Coordinate labeling data
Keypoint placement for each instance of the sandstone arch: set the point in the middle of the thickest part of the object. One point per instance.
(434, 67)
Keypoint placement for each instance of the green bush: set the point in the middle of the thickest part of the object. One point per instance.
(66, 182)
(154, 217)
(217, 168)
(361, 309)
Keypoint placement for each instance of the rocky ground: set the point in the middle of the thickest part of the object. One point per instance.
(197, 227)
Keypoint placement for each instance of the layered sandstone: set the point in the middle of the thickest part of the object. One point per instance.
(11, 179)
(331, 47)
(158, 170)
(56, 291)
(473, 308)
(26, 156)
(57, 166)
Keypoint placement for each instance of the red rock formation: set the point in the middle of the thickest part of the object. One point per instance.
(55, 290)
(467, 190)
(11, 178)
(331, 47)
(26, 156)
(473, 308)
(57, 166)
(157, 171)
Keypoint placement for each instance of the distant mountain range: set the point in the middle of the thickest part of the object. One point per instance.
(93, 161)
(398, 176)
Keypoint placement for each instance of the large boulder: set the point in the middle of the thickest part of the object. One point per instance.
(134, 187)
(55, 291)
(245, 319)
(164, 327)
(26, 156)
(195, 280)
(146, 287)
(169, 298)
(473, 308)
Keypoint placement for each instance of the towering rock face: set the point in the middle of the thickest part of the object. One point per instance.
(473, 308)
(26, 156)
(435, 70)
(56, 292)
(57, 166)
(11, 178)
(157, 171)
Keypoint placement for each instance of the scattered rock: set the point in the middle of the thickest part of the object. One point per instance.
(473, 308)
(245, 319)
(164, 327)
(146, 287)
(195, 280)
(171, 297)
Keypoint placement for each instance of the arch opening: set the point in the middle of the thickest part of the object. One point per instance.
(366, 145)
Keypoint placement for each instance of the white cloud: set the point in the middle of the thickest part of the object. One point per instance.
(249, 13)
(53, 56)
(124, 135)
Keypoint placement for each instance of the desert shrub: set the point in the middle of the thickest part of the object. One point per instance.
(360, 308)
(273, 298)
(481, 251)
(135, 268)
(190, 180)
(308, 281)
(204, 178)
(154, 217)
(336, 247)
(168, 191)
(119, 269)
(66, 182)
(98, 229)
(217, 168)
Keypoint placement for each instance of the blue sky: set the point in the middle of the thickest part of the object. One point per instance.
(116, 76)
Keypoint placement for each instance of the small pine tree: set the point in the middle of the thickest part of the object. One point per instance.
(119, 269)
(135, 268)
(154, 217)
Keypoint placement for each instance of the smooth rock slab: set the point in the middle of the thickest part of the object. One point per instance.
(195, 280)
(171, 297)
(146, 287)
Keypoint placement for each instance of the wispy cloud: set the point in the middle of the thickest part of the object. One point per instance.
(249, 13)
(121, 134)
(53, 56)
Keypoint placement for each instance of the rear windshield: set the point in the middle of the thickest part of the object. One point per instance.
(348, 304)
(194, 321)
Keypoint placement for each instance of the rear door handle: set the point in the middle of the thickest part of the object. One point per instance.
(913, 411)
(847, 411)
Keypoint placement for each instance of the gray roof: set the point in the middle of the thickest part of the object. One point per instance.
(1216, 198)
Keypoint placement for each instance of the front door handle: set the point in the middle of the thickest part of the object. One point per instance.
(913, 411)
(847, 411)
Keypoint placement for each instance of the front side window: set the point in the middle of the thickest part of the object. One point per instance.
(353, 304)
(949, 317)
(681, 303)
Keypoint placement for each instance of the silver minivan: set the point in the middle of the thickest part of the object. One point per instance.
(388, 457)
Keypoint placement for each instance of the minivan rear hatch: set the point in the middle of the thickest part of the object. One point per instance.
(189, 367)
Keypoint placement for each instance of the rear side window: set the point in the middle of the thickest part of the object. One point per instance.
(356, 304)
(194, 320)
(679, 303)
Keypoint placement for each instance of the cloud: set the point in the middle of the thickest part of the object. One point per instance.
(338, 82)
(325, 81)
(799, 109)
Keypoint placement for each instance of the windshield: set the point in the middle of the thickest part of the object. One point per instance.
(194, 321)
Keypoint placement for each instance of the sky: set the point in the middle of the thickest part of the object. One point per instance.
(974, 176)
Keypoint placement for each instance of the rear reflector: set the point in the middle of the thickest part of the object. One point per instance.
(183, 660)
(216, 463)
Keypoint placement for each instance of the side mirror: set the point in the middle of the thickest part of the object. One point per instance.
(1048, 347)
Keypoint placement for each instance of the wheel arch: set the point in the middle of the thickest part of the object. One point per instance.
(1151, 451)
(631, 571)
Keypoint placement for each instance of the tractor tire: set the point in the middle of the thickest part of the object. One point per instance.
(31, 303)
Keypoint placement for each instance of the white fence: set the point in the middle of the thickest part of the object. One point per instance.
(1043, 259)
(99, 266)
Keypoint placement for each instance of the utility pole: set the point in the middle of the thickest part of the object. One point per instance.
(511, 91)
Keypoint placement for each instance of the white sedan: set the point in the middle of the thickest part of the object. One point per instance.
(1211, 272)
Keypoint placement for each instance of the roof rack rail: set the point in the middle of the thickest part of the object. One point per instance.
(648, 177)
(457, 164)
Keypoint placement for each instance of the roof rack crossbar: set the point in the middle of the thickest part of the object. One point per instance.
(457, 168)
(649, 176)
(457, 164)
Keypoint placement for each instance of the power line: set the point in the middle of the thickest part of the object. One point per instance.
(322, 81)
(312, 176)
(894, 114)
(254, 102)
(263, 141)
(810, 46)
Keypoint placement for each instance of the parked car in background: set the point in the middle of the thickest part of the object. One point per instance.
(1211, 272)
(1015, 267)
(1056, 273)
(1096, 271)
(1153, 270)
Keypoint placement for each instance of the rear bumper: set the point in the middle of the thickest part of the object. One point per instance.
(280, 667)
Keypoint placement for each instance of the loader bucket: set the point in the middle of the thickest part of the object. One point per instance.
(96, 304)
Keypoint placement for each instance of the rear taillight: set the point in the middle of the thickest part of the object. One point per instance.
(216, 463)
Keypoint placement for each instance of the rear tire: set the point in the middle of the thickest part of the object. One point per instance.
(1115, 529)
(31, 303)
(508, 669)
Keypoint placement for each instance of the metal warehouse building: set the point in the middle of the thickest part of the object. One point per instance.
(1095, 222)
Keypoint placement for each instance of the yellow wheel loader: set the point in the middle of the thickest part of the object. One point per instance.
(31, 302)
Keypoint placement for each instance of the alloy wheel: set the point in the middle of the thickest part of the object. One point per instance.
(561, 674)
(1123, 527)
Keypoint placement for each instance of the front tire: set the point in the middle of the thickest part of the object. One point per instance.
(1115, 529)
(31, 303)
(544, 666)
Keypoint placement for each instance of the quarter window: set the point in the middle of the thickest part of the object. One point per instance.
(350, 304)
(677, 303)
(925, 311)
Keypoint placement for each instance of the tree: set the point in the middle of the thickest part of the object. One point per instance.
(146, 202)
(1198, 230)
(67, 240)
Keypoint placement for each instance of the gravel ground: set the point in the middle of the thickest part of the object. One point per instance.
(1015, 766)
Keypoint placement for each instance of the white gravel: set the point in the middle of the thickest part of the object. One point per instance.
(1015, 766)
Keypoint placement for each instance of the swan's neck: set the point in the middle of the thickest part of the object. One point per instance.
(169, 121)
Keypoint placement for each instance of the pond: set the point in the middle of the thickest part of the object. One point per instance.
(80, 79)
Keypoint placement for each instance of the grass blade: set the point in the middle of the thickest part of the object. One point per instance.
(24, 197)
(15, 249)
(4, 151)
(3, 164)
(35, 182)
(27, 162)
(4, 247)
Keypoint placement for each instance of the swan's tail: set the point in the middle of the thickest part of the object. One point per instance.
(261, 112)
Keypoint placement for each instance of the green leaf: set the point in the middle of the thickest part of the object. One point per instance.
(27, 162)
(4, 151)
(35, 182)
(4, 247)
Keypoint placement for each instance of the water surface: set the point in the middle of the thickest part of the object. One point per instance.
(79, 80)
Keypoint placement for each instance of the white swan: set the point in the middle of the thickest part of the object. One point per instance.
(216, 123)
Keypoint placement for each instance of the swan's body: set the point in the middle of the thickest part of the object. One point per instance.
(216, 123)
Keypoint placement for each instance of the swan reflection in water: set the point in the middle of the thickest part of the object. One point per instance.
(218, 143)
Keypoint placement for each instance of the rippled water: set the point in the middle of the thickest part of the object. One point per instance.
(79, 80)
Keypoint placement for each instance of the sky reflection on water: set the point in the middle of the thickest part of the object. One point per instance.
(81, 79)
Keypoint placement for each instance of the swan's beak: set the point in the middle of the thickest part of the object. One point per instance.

## GIVEN INSTRUCTION
Reproduce the records above exactly, starting with the line that contains "Keypoint placement for each instance of the swan's body: set" and ending with the last line.

## TASK RESULT
Keypoint placement for each instance of the swan's body: set the point in the middle of the thickest part of the object. One point per instance.
(216, 123)
Keypoint placement for each instance of the swan reflection in water: set the point in the middle of the thickest part of the object. One point per instance.
(218, 143)
Keypoint placement for each instance of the rippled water: set the point in the middle of the thickest part of the object. One point per instance.
(79, 80)
Keypoint placement for each instance of the sky reflection on water: set the point in the middle of the thickest part of the object. One point per instance.
(81, 79)
Keypoint placement for each instance of the swan's beak: set the point in the middle of the thickest part of the object. One point per instance.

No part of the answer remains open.